**Assignment**. Please decide whether each statement agrees with the Zika funding article that follows, answering yes or no and quoting its deciding words exactly: (a) In the STAT-Harvard poll, 22 percent of Americans considered the virus a major public health threat. (b) Republicans blocked the $1.1 billion package in the Senate on Tuesday. (c) More than 600 pregnant women have been infected.

**Document section**.
ASHINGTON — Seven months after President Obama first requested emergency funding to respond to the Zika crisis, an end to the congressional impasse over the money might finally be in sight. But first, the partisan politics are likely to stew for a little while longer.
According to congressional aides and lobbyists, Congress could tuck money for a Zika response into a funding bill that lawmakers must pass at the end of this month to keep the government open. A senior Senate Democratic aide described that scenario as “a decent bet.” One lobbyist called it “the general expectation” around Washington.
For health officials, the bad news is that Congress looks likely to wait until the last possible moment to pass a bill. And the unstated reason why is the same one that has kept the debate over Zika money mired on Capitol Hill for months: The virus isn’t viewed by the public as a big enough crisis to force lawmakers on either side of the aisle to back down.
Nearly 3,000 Zika cases have been diagnosed in the mainland United States, and more than 600 pregnant women have been infected. The virus is now spreading locally in the Miami area. Meantime, the White House has tried to bully the GOP majority into passing legislation, with everyone from Health and Human Services Secretary Sylvia Mathews Burwell to one of Obama’s closest advisers, Valerie Jarrett, sounding the alarm.
But outside the southern states seen as most vulnerable to Zika — and on the campaign trail in states where Zika-carrying mosquitoes aren’t prevalent — many of those warnings have been met with a shrug.
In a STAT-Harvard poll published last month, only 22 percent of Americans said they thought the virus was a major public health threat. Another 28 percent said it was a minor public health threat, and 39 percent said it was not a public health threat at all. Likewise, a Washington Post-ABC News poll found that two-thirds of the public was not particularly worried about Zika.
That general ambivalence has allowed Republicans and Democrats to hold firm in their positions.
And, officially, they’re still stuck.
The Senate failed, again, Tuesday to advance the same $1.1 billion Zika funding package that fell short before lawmakers left for summer recess in July. Democrats blocked the bill, again, because they oppose provisions targeting Planned Parenthood and the Affordable Care Act.
Republicans are, again, blaming Democrats for playing political games and protecting their special interests, though it was the GOP that added contentious provisions to help the bill clear the House. Democrats have argued that an emergency bill is no place for controversial policies — even if media fact-checkers have accused the minority of stretching the truth about the Planned Parenthood provision that they have cited to justify their opposition.

**Given information**.
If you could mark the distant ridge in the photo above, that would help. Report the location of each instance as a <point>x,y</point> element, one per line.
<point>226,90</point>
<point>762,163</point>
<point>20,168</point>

**Answer to the problem**.
(a) Yes: "only 22 percent of Americans said they thought the virus was a major public health threat."
(b) No: "Democrats blocked the bill, again, because they oppose provisions targeting Planned Parenthood and the Affordable Care Act."
(c) Yes: "more than 600 pregnant women have been infected."